[Begin]

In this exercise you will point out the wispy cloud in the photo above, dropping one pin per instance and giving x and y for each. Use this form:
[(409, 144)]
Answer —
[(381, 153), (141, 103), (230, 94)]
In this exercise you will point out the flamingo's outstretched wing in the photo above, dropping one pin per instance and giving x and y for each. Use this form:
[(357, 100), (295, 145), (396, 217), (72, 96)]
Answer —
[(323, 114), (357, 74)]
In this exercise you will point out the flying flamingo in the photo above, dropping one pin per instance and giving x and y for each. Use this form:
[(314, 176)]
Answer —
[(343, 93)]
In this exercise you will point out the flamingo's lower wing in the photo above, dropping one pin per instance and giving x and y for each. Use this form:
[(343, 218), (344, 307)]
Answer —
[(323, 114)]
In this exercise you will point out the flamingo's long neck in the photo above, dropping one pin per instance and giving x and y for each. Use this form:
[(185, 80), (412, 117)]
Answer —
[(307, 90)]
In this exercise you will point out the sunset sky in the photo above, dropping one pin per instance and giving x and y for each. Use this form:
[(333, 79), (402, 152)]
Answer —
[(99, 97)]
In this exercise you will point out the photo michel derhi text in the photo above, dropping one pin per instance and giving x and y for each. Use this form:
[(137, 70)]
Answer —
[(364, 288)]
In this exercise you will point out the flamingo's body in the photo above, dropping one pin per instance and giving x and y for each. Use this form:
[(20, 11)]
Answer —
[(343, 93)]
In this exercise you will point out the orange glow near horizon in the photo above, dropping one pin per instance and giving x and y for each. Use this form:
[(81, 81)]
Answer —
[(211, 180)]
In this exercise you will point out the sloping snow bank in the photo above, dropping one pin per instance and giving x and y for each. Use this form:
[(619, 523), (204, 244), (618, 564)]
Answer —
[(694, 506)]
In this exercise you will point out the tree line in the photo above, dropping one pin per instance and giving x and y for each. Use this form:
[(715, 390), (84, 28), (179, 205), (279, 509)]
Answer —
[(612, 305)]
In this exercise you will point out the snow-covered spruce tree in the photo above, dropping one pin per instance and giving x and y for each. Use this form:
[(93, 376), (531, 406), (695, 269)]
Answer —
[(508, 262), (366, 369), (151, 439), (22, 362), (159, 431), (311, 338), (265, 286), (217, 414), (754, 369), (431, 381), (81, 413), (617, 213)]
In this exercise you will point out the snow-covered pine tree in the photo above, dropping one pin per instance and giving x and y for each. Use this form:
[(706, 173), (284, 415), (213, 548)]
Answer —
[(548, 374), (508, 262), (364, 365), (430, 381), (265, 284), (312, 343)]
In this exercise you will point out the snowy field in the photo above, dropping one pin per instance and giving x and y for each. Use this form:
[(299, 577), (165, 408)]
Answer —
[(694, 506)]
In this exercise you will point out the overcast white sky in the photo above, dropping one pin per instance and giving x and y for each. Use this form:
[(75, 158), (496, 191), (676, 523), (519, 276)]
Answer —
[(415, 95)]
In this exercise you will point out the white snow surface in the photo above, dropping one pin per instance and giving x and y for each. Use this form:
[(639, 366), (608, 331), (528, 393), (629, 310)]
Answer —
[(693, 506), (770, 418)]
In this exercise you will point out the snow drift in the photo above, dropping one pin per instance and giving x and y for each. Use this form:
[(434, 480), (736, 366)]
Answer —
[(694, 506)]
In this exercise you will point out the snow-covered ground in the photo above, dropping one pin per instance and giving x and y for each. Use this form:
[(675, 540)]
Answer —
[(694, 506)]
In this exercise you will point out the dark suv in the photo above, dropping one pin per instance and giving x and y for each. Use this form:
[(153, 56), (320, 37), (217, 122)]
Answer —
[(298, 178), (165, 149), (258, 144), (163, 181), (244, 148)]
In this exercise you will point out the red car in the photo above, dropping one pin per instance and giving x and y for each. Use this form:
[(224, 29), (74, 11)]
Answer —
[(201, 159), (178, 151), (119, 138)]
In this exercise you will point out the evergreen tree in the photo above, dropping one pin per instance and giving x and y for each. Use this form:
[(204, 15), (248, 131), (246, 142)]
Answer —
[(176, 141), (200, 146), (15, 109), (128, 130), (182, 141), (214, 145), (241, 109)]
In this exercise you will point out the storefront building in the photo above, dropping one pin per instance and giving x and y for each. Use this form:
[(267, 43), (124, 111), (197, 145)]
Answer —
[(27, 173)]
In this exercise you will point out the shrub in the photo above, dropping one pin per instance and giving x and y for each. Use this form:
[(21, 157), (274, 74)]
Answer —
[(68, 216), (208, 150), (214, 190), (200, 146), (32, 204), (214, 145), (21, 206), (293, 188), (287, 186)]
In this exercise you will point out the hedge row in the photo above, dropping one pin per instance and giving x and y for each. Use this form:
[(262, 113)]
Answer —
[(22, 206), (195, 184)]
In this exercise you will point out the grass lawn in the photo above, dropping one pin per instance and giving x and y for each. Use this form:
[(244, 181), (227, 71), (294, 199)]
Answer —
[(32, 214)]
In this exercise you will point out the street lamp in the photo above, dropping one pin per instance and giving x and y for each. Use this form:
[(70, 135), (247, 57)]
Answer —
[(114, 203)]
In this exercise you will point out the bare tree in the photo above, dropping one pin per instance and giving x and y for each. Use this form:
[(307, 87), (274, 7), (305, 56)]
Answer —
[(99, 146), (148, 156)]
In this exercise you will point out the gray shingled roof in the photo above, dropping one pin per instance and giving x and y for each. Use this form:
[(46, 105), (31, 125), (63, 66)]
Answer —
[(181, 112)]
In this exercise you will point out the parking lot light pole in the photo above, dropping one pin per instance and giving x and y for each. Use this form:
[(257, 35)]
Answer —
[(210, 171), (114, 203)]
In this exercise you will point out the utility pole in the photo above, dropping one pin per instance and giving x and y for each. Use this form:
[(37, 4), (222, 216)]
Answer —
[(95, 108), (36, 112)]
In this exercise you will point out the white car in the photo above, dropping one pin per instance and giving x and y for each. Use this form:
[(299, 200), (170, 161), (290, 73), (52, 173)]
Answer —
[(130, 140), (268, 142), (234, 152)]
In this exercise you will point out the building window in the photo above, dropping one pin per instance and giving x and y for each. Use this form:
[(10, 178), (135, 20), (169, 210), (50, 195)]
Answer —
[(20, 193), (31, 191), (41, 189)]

[End]

THE EXERCISE:
Nothing should be changed: write out all of the data as is.

ANSWER TO THE PROBLEM:
In this exercise you will point out the wispy cloud in the photo above, dropping one pin per instance and giving x and y for each. Use this form:
[(409, 144)]
Answer —
[(381, 153), (141, 103), (230, 94)]
In this exercise you will point out the flamingo's outstretched wing in the photo above, dropping one pin per instance and giving x and y for each. Use this form:
[(357, 100), (295, 145), (396, 217), (72, 96)]
Answer —
[(323, 114), (357, 74)]
In this exercise you will point out the flying flamingo in the photo above, dropping one pin per instance and giving x and y for each. Use this form:
[(314, 176)]
Answer —
[(343, 93)]
In this exercise you will point out the flamingo's lower wing in the photo above, dropping one pin per instance and giving x and y for each. Use this form:
[(343, 218), (344, 307)]
Answer —
[(323, 114)]
In this exercise you will point out the flamingo's long neck in the photo above, dropping one pin per instance and giving x and y for each. Use this form:
[(185, 80), (412, 117)]
Answer —
[(307, 90)]
In this exercise you will point out the sunset sky in the photo above, dropping one pin per instance and giving x and y for each. Use this form:
[(333, 79), (402, 152)]
Answer —
[(99, 97)]
In this exercise you will point out the photo michel derhi text in the photo above, dropping one pin per instance and giving x and y for each. Use this form:
[(137, 70)]
Answer —
[(364, 288)]
In this exercise you will point out the flamingo's body in the photo above, dropping one pin per instance and giving x and y for each. Use this form:
[(20, 11)]
Answer —
[(343, 93)]
In this exercise you will point out the orange glow near horizon in the photo above, dropping one pin per instance and giving x and y for each. Use this form:
[(81, 81)]
Answer —
[(211, 180)]
In this exercise you will point out the sloping snow bank in the photo above, dropping one pin per instance and giving x and y for each. Use this form:
[(619, 523), (204, 244), (618, 564)]
Answer —
[(694, 506)]
In this exercise you will point out the tree line in the photo above, dropping one pin per instance and giving x and y for each. Use this form:
[(715, 390), (84, 28), (179, 205), (279, 509)]
Answer —
[(612, 305)]
In this exercise you will point out the snow-covered spruce tree in the photo above, dropping one pin per instance and giving x and y for each. Use this form:
[(93, 376), (531, 406), (695, 269)]
Answer —
[(508, 262), (366, 369), (151, 439), (22, 362), (159, 431), (311, 338), (265, 286), (217, 414), (754, 369), (431, 381), (81, 413), (617, 213)]
In this exercise you will point out the snow-covered pine tree in the photo above, dropping one pin per instance and giving x and y for each. Use this form:
[(706, 173), (284, 415), (213, 548)]
Answer —
[(548, 374), (508, 262), (364, 365), (430, 381), (265, 284), (312, 343)]
In this exercise you will point out the snowy field in the photo above, dropping one pin per instance and giving x and y for each. Use this form:
[(299, 577), (165, 408)]
Answer —
[(694, 506)]
In this exercise you will point out the overcast white sky in the photo above, dropping one pin per instance and giving x and y for each. Use this form:
[(75, 158), (496, 191), (676, 523), (519, 276)]
Answer —
[(415, 95)]
In this exercise you will point out the white snow surface in the photo above, dropping one pin per instance and giving x and y for each. Use this form:
[(639, 366), (608, 331), (528, 393), (629, 310)]
Answer —
[(693, 506), (770, 418)]
In this exercise you will point out the snow drift in the photo above, dropping one pin per instance and giving x and y for each. Use this form:
[(434, 480), (736, 366)]
Answer —
[(694, 506)]
In this exercise you will point out the snow-covered ground in the photo above, dropping one pin per instance and giving x and y for each. Use this form:
[(675, 540)]
Answer —
[(694, 506)]
In this exercise you will point out the dark suv in the photo above, dropping one pin per instance and giving x and y for each. Use this form:
[(153, 56), (320, 37), (217, 122)]
Answer —
[(298, 178), (165, 149), (258, 144), (163, 181), (244, 148)]
In this exercise you will point out the red car in the photo above, dropping one pin per instance and giving x and y for each. Use this form:
[(224, 29), (74, 11)]
Answer —
[(201, 159), (178, 151), (119, 138)]
In this exercise you will point out the evergreen tree in the photo above, dropping one pin per instance and giving x and y for each. Use this form:
[(204, 15), (248, 131), (246, 142)]
Answer —
[(176, 141), (200, 146), (15, 109), (128, 130), (182, 141), (214, 145), (241, 109)]
In this exercise you will point out the storefront building in the photo above, dropping one pin per instance and giving x and y for each. Use this form:
[(267, 43), (124, 111), (197, 145)]
Answer —
[(27, 173)]
In this exercise you will point out the shrub in the photo above, dropping one pin per instance and giving x and y for each. Use this form:
[(21, 157), (274, 74)]
Answer —
[(68, 216), (208, 150), (214, 190), (200, 146), (32, 204), (214, 145), (21, 206), (293, 188), (287, 186)]
In this exercise you will point out the hedge row in the photo above, dropping one pin per instance and giving x and y for each. Use this form:
[(262, 113)]
Answer —
[(22, 206), (195, 184)]
In this exercise you will point out the grass lawn in the photo above, dropping one pin per instance and giving x and y for each. Use this form:
[(244, 181), (227, 71), (294, 199)]
Answer —
[(32, 214)]
In this exercise you will point out the street lamp in the photo above, dropping one pin per instance and giving x and y for each. Use this form:
[(70, 135), (247, 57)]
Answer —
[(114, 203)]
In this exercise you will point out the bare tree in the photo above, dropping one pin per instance and giving x and y for each. Use this form:
[(307, 87), (274, 7), (305, 56)]
Answer —
[(99, 146), (148, 156)]
In this exercise you will point out the gray shingled roof in the photo above, dropping one pin per instance and giving x and y for each. Use this form:
[(46, 105), (31, 125), (63, 66)]
Answer —
[(181, 112)]
In this exercise you will point out the parking lot light pole in the photo above, dropping one pin per instance and giving x and y for each. Use this form:
[(257, 35)]
Answer —
[(210, 171), (114, 203)]
In this exercise you will point out the utility pole in the photo above, dropping one pin per instance and giving x and y for each. Use this form:
[(37, 4), (222, 216)]
Answer —
[(95, 108), (36, 112)]
In this exercise you will point out the white car in the photo above, dropping one pin per instance and giving x and y for each. Use this form:
[(299, 200), (170, 161), (290, 73), (52, 173)]
Answer —
[(130, 140), (268, 142), (234, 152)]
In this exercise you will point out the building window in the photo above, dropping one pin per instance and giving x and y for each. Use this form:
[(10, 178), (135, 20), (169, 210), (50, 195)]
Answer —
[(20, 193), (31, 191), (41, 189)]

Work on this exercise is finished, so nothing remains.